* _Entries provided_:
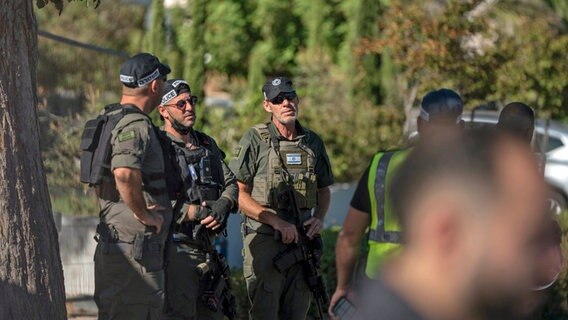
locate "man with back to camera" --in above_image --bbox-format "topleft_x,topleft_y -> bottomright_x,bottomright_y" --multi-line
229,76 -> 334,319
93,53 -> 172,320
329,89 -> 464,317
497,102 -> 564,318
355,129 -> 548,320
158,78 -> 238,320
497,101 -> 535,142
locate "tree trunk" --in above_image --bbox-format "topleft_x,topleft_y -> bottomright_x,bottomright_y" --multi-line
0,1 -> 67,319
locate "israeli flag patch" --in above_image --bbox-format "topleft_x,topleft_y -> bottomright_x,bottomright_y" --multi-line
286,153 -> 302,165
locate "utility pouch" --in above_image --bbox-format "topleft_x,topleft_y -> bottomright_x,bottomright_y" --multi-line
80,117 -> 105,184
132,233 -> 145,261
197,184 -> 221,202
95,223 -> 119,242
273,245 -> 304,273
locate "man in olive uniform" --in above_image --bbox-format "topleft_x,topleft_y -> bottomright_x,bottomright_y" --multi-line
93,53 -> 172,319
229,76 -> 334,320
159,79 -> 238,320
329,89 -> 464,318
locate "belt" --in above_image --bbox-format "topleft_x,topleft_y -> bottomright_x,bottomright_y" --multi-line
242,225 -> 276,237
99,241 -> 161,254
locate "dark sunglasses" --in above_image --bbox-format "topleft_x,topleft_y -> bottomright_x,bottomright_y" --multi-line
164,96 -> 198,109
269,92 -> 297,104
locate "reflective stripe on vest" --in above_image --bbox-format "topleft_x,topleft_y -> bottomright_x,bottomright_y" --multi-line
368,151 -> 402,244
365,149 -> 409,277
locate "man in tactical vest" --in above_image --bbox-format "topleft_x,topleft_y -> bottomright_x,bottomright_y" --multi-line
93,53 -> 172,320
158,79 -> 238,320
329,89 -> 464,318
229,76 -> 334,319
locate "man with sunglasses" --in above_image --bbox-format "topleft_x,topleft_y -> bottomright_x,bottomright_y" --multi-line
229,76 -> 334,319
158,79 -> 238,320
93,53 -> 172,320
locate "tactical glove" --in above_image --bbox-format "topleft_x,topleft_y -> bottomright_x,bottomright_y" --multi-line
203,197 -> 234,222
193,205 -> 211,221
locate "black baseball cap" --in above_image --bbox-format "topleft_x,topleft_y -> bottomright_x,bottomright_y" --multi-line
262,76 -> 295,100
161,79 -> 191,105
119,53 -> 171,88
419,88 -> 463,123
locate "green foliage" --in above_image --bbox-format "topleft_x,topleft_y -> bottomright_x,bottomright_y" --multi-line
546,0 -> 568,24
37,0 -> 568,199
229,268 -> 250,320
537,213 -> 568,318
184,0 -> 207,117
205,1 -> 252,75
146,0 -> 167,59
360,0 -> 568,119
35,2 -> 145,93
492,22 -> 568,120
36,2 -> 144,215
37,0 -> 101,12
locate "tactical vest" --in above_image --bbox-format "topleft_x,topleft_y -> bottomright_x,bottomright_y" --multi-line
365,149 -> 409,278
80,103 -> 181,198
250,124 -> 318,212
80,103 -> 145,186
172,132 -> 225,244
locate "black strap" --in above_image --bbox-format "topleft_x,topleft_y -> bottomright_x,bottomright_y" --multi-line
369,151 -> 402,244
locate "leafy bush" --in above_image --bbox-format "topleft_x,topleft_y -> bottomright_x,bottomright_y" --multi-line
538,213 -> 568,319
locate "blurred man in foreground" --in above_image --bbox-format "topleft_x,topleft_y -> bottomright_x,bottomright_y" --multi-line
355,129 -> 548,320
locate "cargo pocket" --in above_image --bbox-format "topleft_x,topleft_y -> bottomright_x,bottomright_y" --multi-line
250,279 -> 280,316
130,233 -> 163,272
166,287 -> 196,318
294,279 -> 312,312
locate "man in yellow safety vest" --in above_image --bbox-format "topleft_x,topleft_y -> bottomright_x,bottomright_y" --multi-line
329,88 -> 465,317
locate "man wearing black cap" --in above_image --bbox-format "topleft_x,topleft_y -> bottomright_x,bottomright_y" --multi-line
329,88 -> 464,318
158,79 -> 238,320
93,52 -> 172,320
229,76 -> 334,319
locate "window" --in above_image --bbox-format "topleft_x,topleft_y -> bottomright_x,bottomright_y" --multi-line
534,133 -> 564,153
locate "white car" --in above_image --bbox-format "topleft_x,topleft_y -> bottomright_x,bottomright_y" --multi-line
408,110 -> 568,215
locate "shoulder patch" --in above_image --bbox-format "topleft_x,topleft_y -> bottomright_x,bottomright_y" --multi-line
252,124 -> 271,143
233,146 -> 242,159
118,130 -> 136,142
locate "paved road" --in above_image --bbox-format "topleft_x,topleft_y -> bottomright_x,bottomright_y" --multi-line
67,297 -> 97,320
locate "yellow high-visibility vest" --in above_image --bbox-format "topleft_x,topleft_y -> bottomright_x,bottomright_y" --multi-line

* _Problem_:
Return the material verbatim; the images are not to appear in the copy.

* _Solution to this task_:
locate "man with back to camera" --in above_image --bbox-format "topleft_x,topleft_y -> bottomright_x,bottomright_y" --multi-line
229,76 -> 334,319
93,53 -> 172,320
329,89 -> 464,317
497,102 -> 564,318
355,129 -> 548,320
158,78 -> 238,320
497,101 -> 535,142
locate "tree trunk" --in above_image --bbox-format "topleft_x,topleft_y -> bottomright_x,bottomright_y" --multi-line
0,1 -> 67,319
locate "israeli flag patch" --in above_image --bbox-format "topleft_x,topleft_y -> bottomright_x,bottomright_y" --multi-line
286,153 -> 302,165
locate "utility pouch" --in above_image --bbox-format "topleft_x,topleft_y -> bottomright_x,bottomright_y" --multi-line
80,117 -> 105,184
132,233 -> 145,261
197,184 -> 221,202
95,223 -> 119,242
273,245 -> 304,273
locate "man in olive uniform" --in above_image --bbox-format "topleft_x,topleft_y -> bottomright_x,bottomright_y" --multi-line
93,53 -> 172,319
229,76 -> 334,320
159,79 -> 238,320
329,89 -> 464,318
locate "belt" --in above_image --bbox-format "topleft_x,topleft_y -> bottomright_x,bottomright_y" --multi-line
242,225 -> 276,237
99,241 -> 161,254
locate "dark sunglasses" --in above_image --bbox-format "topleft_x,topleft_y -> bottomright_x,bottomright_y" --multi-line
164,96 -> 198,109
269,92 -> 297,104
locate "reflective stripe on vest" --in above_image --bbox-format "topleft_x,topleft_y -> bottomright_x,bottomright_y" --multi-line
368,151 -> 402,244
365,149 -> 409,277
locate "man in tactical vest" --in above_image --bbox-format "topleft_x,topleft_y -> bottomright_x,bottomright_y" --multi-line
93,53 -> 172,320
158,79 -> 238,320
329,89 -> 464,318
229,76 -> 334,319
locate "man with sunglasses" --in above_image --bbox-format "topleft_x,topleft_y -> bottomright_x,bottomright_y" --multi-line
229,76 -> 334,319
158,79 -> 238,320
93,53 -> 172,320
locate "tactical glove" --in above_image --bbox-format "topleft_x,topleft_y -> bottomright_x,bottomright_y" --multi-line
203,197 -> 234,222
193,205 -> 211,221
locate "black baseball cap" --in above_image --bbox-format "topleft_x,topleft_y -> bottomright_x,bottomright_y" --multi-line
262,76 -> 295,100
161,79 -> 191,105
119,53 -> 171,88
419,88 -> 463,123
locate "green foliage" --in above_image --bbox-format "topleft_x,topleft_y -> bottomright_x,bottomright_y" --multi-line
546,0 -> 568,24
37,0 -> 568,199
229,268 -> 250,320
537,213 -> 568,318
184,0 -> 207,117
205,1 -> 252,75
146,0 -> 167,59
360,0 -> 568,119
35,2 -> 145,93
492,22 -> 568,120
36,2 -> 144,215
37,0 -> 101,12
locate "tactical vest" --in above_image --bbox-format "topleft_x,topleft_y -> bottomright_x,bottomright_y" --multi-line
365,149 -> 409,278
80,103 -> 181,198
250,124 -> 318,212
80,103 -> 145,186
172,132 -> 225,244
locate "black strap" --in above_image --bbox-format "topleft_x,topleft_y -> bottomright_x,bottomright_y" --multi-line
369,151 -> 402,244
locate "leafy bush" --in above_image --bbox-format "topleft_x,topleft_y -> bottomright_x,bottomright_y" --multi-line
538,213 -> 568,319
locate "blurred man in foreground" --in above_image --bbox-format "topleft_x,topleft_y -> bottomright_x,bottomright_y" --multi-line
355,129 -> 548,320
locate "cargo pocket" --in above_image --bbox-format "topleft_x,topleft_y -> bottomright_x,bottomright_y" --multi-line
250,279 -> 280,316
130,233 -> 163,272
166,287 -> 196,318
294,279 -> 312,312
locate "man in yellow safety vest" --in above_image --bbox-format "topleft_x,topleft_y -> bottomright_x,bottomright_y" --multi-line
329,88 -> 465,317
locate "man wearing black cap" --in above_image --bbox-format "topleft_x,topleft_y -> bottomright_x,bottomright_y" --multi-line
329,88 -> 464,318
158,79 -> 238,320
93,52 -> 172,320
229,76 -> 334,319
locate "window" --in above_image --bbox-format "topleft_x,topleft_y -> bottomright_x,bottomright_y" --multi-line
534,133 -> 564,153
locate "white car" --in above_image --bbox-format "topleft_x,topleft_y -> bottomright_x,bottomright_y" --multi-line
408,110 -> 568,215
locate "shoulder patch" --in above_image --bbox-format "topleft_x,topleft_y -> bottomright_x,bottomright_y" --multi-line
252,124 -> 271,143
233,146 -> 242,159
118,130 -> 136,142
locate "paved road" --in above_image --bbox-format "topleft_x,topleft_y -> bottomright_x,bottomright_y" --multi-line
67,297 -> 97,320
locate "yellow high-visibility vest" --in above_image --bbox-format "topleft_x,topleft_y -> bottomright_x,bottomright_y" --multi-line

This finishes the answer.